- **Task requirements**:
Quote each line exactly, from the line that contains "Each instance of the classical" down to the last line of the listing, and no other lines.

- **Data provided**:
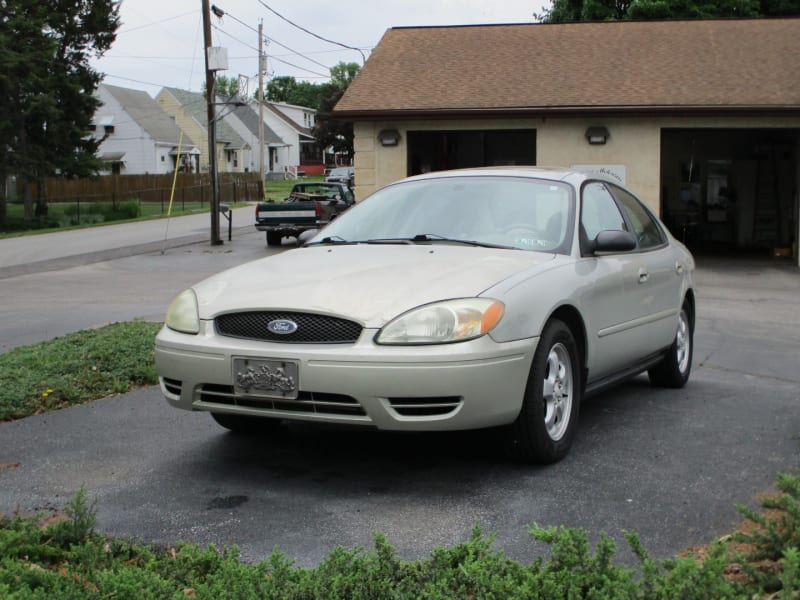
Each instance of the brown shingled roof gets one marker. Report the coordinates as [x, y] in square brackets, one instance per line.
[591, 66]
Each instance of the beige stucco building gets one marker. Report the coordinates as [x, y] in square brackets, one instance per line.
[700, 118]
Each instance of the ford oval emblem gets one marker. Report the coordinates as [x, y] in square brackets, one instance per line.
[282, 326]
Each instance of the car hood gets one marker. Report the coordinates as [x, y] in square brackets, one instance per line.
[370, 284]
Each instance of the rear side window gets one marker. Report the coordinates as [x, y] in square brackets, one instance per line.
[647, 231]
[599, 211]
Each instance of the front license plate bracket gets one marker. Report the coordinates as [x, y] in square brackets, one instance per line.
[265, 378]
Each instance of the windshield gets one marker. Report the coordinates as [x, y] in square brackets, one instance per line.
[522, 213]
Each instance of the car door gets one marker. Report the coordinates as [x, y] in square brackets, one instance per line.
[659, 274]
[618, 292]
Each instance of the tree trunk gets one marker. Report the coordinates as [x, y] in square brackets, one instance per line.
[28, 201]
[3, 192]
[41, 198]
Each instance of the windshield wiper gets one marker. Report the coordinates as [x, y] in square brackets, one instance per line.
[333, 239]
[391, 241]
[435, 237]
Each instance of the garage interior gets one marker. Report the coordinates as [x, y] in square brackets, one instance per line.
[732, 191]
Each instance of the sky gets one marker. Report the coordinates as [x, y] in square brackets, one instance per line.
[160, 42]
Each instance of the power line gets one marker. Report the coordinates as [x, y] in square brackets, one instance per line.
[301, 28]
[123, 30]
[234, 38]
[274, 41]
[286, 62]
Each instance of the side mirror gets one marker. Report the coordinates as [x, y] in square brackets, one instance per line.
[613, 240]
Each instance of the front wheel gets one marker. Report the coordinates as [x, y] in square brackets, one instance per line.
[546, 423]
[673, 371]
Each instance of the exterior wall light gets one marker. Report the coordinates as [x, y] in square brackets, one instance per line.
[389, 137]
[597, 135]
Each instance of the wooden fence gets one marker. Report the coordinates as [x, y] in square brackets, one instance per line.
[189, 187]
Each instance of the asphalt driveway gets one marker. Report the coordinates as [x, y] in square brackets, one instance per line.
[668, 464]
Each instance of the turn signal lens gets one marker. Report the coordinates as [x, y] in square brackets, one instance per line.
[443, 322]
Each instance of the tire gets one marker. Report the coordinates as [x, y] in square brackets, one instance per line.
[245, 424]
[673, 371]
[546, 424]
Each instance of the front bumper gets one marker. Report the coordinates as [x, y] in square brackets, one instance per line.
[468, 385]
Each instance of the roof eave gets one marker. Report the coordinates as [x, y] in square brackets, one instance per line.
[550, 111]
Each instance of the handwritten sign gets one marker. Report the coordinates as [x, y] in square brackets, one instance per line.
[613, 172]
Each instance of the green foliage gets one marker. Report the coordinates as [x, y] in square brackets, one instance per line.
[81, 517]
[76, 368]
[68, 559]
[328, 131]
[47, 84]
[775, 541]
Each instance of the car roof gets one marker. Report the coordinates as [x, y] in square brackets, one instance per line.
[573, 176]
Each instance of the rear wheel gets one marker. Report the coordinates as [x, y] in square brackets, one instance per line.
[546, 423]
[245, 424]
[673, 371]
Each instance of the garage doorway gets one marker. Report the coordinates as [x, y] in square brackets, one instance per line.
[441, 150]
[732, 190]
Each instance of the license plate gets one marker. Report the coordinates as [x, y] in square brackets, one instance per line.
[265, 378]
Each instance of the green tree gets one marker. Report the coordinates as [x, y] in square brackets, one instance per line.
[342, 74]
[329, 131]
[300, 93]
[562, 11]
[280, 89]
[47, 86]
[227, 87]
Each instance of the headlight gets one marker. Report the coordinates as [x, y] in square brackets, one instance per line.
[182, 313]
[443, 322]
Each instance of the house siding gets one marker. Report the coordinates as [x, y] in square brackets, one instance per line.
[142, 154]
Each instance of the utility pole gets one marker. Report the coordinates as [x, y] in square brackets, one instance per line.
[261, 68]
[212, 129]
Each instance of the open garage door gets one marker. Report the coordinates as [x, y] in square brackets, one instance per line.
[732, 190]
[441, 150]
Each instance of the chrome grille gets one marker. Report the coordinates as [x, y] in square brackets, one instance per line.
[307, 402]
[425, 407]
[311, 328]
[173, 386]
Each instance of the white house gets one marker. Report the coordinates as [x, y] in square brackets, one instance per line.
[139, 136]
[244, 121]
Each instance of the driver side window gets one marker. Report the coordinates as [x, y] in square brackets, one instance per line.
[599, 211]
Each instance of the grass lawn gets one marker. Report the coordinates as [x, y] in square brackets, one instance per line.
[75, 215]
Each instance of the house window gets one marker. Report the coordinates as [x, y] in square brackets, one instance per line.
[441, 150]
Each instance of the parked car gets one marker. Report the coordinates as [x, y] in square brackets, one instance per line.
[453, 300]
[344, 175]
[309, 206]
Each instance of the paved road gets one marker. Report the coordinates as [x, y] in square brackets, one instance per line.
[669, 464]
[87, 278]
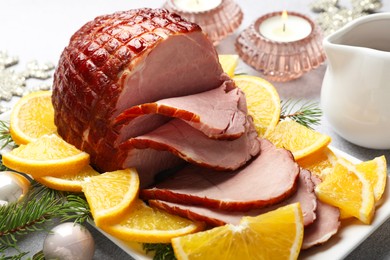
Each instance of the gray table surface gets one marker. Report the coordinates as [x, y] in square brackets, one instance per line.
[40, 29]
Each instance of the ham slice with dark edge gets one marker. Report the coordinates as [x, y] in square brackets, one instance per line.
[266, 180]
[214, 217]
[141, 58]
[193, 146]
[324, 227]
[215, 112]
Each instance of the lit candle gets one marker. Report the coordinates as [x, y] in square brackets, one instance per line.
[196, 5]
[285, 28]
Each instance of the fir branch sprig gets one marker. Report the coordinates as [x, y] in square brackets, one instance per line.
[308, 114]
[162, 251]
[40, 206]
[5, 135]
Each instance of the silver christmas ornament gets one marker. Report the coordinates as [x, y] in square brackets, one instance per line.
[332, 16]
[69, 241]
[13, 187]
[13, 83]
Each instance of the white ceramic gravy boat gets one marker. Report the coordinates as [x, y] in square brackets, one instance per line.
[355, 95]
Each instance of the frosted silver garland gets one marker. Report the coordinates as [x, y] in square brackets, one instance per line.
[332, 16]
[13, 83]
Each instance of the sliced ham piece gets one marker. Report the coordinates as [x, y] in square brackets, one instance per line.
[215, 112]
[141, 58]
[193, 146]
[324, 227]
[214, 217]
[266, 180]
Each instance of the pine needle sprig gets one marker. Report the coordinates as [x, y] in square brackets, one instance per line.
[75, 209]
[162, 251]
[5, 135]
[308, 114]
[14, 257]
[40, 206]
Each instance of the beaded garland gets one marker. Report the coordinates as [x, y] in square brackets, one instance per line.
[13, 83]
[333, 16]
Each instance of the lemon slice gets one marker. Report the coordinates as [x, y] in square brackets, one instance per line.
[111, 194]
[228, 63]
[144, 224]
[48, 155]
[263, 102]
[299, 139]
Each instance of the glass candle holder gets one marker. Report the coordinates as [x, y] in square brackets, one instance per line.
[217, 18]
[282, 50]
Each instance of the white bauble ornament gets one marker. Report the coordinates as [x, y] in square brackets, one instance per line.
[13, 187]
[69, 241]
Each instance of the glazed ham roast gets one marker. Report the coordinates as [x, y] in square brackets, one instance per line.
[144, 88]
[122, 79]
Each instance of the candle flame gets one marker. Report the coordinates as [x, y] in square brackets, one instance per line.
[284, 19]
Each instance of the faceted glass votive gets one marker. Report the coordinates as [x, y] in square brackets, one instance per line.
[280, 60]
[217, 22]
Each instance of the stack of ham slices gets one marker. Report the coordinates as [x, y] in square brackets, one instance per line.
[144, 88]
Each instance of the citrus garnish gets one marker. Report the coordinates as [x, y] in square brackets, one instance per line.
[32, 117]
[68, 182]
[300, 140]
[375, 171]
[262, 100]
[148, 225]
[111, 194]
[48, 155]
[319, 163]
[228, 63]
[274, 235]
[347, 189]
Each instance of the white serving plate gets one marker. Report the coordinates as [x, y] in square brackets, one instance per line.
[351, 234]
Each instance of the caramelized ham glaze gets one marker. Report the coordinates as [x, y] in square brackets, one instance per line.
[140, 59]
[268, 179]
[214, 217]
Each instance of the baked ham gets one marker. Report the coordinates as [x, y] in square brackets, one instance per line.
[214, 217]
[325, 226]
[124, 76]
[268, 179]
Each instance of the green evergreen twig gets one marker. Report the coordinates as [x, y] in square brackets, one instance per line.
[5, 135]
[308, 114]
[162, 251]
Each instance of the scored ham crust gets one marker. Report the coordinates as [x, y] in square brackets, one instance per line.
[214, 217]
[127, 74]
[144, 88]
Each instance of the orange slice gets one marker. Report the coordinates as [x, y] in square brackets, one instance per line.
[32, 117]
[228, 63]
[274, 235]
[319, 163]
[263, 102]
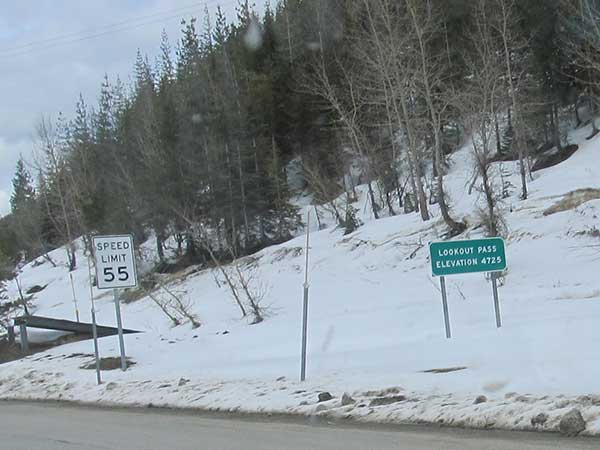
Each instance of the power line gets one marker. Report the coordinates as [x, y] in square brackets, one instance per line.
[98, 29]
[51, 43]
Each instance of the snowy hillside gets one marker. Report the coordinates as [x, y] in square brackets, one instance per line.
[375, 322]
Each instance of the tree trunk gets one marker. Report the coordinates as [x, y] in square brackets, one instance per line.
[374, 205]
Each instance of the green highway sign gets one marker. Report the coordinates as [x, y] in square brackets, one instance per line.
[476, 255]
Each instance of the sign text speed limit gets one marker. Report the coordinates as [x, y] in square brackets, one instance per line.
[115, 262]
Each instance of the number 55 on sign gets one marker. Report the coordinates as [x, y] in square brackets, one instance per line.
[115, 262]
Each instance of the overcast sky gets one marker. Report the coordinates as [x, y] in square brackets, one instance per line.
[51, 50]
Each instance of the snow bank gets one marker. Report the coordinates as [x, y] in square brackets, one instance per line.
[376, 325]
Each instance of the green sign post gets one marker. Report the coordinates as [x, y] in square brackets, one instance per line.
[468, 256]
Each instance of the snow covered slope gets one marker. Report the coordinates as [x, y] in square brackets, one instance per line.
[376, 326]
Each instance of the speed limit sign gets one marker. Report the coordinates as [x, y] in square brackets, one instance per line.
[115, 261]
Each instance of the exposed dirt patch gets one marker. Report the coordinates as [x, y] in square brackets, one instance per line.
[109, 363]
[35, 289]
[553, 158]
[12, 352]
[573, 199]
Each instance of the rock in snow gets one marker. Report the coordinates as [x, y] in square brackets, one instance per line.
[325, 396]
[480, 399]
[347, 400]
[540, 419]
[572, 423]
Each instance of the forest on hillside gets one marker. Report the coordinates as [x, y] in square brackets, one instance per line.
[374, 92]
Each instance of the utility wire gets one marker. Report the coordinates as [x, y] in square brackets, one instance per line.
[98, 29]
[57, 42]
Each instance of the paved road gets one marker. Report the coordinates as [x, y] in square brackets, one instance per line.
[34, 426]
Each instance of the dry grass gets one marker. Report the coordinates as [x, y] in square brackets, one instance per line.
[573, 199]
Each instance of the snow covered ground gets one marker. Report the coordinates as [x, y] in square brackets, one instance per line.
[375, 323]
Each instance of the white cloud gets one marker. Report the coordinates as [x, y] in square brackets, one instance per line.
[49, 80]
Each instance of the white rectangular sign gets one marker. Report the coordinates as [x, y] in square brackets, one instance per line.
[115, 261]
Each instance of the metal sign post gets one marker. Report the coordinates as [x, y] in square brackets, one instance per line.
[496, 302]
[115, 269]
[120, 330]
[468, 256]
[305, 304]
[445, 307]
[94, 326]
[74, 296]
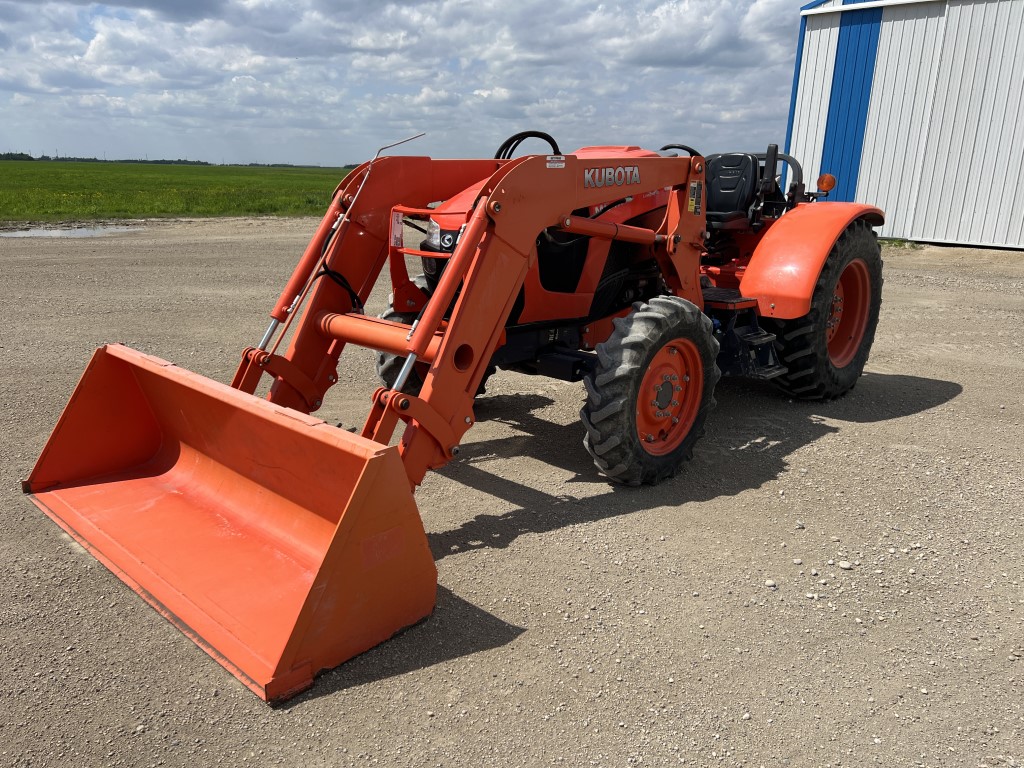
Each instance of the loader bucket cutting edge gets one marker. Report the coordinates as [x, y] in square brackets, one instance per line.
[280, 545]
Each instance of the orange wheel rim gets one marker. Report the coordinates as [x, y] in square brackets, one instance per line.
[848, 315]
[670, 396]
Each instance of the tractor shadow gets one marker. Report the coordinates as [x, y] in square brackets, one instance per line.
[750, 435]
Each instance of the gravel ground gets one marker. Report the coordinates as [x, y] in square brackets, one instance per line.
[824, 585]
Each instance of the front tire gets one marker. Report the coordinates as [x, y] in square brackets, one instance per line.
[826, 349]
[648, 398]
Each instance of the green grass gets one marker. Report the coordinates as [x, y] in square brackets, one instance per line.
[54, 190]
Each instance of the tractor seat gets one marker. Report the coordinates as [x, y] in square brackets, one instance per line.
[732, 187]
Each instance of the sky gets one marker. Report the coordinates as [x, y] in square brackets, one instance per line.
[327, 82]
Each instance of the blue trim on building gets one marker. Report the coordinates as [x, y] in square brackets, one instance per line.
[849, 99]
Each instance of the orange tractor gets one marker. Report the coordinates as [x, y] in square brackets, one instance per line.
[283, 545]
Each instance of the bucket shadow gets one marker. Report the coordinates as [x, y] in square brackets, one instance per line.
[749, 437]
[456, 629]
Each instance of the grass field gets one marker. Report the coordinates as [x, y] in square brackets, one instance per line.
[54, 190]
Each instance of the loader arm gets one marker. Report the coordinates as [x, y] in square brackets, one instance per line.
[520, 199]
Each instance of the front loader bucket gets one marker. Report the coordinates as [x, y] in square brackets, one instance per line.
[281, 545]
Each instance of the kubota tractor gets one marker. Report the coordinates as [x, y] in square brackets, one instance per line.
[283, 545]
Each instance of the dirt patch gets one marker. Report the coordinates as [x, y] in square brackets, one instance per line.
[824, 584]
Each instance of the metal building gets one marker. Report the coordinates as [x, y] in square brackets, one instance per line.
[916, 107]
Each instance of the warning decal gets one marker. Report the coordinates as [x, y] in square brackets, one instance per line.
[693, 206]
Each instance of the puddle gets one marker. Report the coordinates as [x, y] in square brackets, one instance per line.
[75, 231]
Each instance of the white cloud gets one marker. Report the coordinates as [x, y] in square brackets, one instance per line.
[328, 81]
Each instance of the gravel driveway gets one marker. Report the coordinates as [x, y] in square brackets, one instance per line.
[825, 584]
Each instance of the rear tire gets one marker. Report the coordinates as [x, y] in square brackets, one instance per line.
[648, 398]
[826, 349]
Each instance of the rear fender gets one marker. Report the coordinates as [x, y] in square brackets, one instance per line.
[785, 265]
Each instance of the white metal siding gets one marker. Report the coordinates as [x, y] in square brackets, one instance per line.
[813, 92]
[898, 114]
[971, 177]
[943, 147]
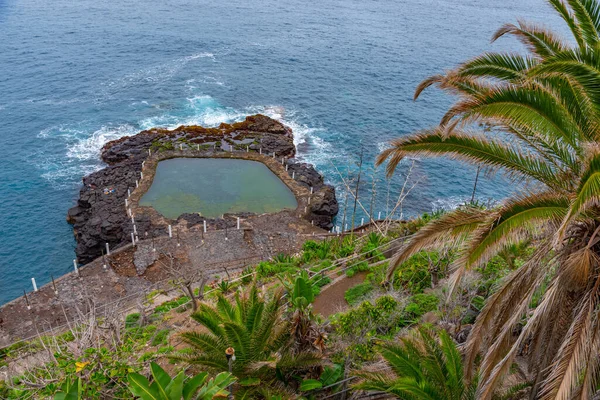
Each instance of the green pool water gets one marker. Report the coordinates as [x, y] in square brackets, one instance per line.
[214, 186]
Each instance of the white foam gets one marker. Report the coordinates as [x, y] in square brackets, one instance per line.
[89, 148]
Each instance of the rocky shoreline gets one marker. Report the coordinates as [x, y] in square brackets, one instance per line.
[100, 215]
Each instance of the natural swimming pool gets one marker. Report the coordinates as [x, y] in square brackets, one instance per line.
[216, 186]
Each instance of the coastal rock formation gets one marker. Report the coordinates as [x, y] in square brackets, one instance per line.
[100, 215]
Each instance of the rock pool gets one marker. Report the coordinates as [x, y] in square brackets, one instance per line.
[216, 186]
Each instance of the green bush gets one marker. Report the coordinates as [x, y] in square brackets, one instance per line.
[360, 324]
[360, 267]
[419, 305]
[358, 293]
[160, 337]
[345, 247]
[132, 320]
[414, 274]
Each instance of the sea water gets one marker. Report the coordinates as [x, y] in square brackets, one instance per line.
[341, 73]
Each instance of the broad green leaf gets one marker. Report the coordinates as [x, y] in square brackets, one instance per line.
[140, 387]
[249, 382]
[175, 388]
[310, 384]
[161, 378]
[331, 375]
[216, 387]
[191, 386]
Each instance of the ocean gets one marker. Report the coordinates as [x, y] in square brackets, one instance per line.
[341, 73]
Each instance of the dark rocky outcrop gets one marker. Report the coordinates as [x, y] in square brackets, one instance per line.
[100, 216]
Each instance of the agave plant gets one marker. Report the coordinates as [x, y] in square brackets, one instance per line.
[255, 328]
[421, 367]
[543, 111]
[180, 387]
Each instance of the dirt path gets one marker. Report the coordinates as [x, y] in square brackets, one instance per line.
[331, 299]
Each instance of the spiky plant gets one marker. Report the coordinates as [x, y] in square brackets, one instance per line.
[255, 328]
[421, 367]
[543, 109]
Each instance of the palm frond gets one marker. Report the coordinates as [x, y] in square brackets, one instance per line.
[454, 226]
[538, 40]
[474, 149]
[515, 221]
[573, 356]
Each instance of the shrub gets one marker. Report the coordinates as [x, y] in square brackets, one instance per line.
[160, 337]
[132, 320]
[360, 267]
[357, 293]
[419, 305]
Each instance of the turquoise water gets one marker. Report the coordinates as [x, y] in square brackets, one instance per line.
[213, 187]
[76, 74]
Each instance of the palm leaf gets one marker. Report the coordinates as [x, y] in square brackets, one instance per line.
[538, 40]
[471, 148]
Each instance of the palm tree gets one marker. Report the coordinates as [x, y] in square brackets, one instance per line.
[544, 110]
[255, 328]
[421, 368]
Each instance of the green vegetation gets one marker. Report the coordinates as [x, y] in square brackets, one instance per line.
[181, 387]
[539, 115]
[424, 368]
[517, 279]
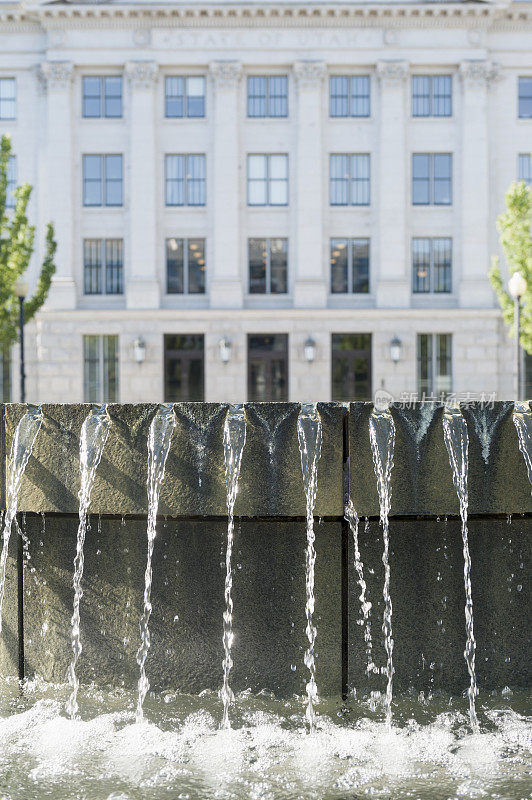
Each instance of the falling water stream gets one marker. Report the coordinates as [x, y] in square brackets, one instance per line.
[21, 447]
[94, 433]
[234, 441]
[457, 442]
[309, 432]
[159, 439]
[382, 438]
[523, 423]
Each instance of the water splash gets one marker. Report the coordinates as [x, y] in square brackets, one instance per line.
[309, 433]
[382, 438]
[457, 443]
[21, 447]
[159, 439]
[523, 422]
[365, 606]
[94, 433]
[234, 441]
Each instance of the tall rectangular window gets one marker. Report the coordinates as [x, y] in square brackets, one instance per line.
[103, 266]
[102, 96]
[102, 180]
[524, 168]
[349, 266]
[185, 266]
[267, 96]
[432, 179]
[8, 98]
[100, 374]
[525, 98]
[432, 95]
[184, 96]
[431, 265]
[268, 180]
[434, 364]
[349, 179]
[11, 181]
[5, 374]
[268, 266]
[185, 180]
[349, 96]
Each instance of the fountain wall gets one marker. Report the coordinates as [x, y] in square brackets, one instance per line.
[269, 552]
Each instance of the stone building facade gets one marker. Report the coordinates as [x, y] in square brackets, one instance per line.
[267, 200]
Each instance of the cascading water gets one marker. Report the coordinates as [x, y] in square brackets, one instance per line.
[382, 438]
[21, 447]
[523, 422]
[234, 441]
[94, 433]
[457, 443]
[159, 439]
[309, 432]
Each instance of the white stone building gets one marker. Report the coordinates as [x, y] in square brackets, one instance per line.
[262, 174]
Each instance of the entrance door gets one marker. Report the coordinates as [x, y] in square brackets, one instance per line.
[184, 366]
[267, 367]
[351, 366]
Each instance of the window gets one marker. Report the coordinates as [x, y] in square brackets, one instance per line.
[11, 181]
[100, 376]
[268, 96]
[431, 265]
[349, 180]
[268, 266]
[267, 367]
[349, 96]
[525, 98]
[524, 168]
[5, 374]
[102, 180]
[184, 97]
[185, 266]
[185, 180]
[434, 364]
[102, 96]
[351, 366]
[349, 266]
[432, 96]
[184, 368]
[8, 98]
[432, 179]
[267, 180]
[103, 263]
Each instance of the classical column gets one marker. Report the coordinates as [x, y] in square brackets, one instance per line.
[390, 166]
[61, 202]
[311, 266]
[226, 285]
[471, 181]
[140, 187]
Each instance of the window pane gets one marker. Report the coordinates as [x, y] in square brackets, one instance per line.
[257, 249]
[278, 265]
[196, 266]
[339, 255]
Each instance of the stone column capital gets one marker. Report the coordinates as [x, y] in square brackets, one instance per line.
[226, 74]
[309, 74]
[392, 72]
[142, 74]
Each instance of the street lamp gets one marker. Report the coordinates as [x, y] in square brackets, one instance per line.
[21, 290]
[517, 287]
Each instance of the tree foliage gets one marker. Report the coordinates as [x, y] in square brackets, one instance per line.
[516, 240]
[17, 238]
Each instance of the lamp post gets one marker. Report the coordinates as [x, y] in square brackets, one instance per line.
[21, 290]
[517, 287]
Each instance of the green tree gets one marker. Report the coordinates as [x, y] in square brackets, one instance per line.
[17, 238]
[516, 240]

- **Final result**:
Each instance of the classical column gets one marker. Report the coordinates as [x, y] in square brackets, one instance per line.
[390, 166]
[61, 202]
[311, 266]
[226, 285]
[471, 181]
[140, 187]
Each instance of the window pane gets one marker. Report the coordinates as [x, y] in square brackets, one instance per line.
[257, 249]
[278, 265]
[196, 266]
[339, 255]
Each instance of the stone column capital gets one marker. Report the coordinates as [x, y] in square brackets, one instance per line.
[226, 74]
[309, 74]
[392, 72]
[142, 74]
Each instance of the street lamp gets one marker. Report the coordinates as [x, y] in square brackets, one instance per line.
[21, 290]
[517, 287]
Each instance of the tree foliage gets one marker. Report the coordinates as [x, y] in square brackets, one instance per line.
[516, 240]
[17, 238]
Each instance of the lamp post gets one marker. Report the coordinates as [x, y] in square brackets, one instance per line.
[21, 290]
[517, 287]
Each instance of the green tree gets one marker. Report the coordinates as [x, y] in square brackets, one instance per line.
[17, 238]
[516, 240]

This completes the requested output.